| Set problem |
From the line with "cloud, that would be wonderful." through the final line, please write out the listing exactly, including both of those lines.

[Records]
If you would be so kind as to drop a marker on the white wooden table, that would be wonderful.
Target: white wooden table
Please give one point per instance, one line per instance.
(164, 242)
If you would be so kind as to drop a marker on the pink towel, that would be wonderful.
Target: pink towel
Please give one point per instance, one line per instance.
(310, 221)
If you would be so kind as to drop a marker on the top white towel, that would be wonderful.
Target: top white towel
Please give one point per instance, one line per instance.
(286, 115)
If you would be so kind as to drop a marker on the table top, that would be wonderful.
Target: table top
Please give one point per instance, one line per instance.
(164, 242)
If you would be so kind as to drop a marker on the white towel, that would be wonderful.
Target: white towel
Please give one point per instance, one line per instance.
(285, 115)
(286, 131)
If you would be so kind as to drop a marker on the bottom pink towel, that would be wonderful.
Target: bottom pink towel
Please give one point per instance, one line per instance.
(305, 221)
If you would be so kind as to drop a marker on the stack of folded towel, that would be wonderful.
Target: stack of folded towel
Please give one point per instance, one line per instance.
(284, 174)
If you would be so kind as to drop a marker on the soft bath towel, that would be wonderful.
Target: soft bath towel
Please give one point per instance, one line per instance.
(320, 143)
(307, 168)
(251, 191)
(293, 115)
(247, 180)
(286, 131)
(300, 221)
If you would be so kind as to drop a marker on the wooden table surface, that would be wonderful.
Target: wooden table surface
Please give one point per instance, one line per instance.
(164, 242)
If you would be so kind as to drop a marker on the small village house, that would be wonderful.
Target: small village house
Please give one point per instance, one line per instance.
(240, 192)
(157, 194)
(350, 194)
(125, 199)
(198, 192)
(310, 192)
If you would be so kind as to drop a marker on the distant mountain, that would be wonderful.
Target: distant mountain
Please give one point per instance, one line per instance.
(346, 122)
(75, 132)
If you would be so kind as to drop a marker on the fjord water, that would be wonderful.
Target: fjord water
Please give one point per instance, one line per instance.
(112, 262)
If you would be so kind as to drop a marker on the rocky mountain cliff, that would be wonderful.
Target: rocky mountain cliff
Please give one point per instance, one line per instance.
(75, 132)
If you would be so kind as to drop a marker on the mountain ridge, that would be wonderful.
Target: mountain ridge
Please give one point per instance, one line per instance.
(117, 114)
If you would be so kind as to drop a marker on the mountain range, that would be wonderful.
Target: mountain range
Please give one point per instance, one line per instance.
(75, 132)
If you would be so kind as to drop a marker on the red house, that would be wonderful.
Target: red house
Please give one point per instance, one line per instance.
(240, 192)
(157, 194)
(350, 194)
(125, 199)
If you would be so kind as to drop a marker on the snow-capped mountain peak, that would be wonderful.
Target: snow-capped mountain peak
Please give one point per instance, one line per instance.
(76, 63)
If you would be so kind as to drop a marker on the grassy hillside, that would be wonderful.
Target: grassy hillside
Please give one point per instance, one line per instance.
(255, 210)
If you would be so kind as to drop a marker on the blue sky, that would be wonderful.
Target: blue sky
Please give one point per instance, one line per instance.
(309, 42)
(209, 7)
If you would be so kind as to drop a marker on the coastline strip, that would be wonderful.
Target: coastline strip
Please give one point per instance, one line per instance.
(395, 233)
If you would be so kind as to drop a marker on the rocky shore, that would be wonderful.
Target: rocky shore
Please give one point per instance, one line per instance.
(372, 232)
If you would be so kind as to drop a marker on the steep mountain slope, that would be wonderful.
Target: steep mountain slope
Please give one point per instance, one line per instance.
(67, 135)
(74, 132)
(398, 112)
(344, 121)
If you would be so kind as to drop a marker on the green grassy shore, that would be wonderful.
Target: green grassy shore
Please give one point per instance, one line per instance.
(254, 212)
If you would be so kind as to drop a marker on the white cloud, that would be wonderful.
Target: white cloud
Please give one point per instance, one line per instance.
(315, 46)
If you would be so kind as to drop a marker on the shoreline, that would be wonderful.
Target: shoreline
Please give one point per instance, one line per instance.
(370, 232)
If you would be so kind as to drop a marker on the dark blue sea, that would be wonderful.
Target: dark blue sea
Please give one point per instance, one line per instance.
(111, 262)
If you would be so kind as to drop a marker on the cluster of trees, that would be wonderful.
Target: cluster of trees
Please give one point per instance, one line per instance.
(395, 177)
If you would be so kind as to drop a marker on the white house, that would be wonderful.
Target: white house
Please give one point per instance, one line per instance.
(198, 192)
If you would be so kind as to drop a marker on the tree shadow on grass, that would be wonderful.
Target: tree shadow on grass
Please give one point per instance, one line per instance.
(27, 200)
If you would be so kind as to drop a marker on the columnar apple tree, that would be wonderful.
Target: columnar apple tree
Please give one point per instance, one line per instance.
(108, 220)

| Task response |
If you would be so kind as to drop a marker on the white cloud, that would be wonderful.
Target: white cloud
Please give one point per instance, one line per instance.
(315, 46)
If you would be so kind as to drop a marker on the shoreline, that would be wonderful.
Target: shoreline
Please give one point per instance, one line per instance.
(370, 232)
If you would be so kind as to drop a marker on the dark blue sea, that would be wonderful.
Target: dark blue sea
Please give one point per instance, one line per instance.
(111, 262)
If you would be so kind as to drop a marker on the cluster of trees, that would be wonderful.
Target: cluster of trees
Please give one point per instance, one line per instance.
(395, 177)
If you would be so kind as to drop a marker on the white house, that would be wonderful.
Target: white house
Please give one point per instance, one line per instance.
(198, 192)
If you would be so kind as to drop a marker on the tree shadow on grass, that would be wonderful.
Target: tree shadow on grass
Please give one point per instance, one line per instance.
(27, 200)
If you would be so kind as to drop a marker on the columnar apple tree, that would be wonderful.
Target: columnar apple tree
Please give one point per instance, one line per instance.
(108, 220)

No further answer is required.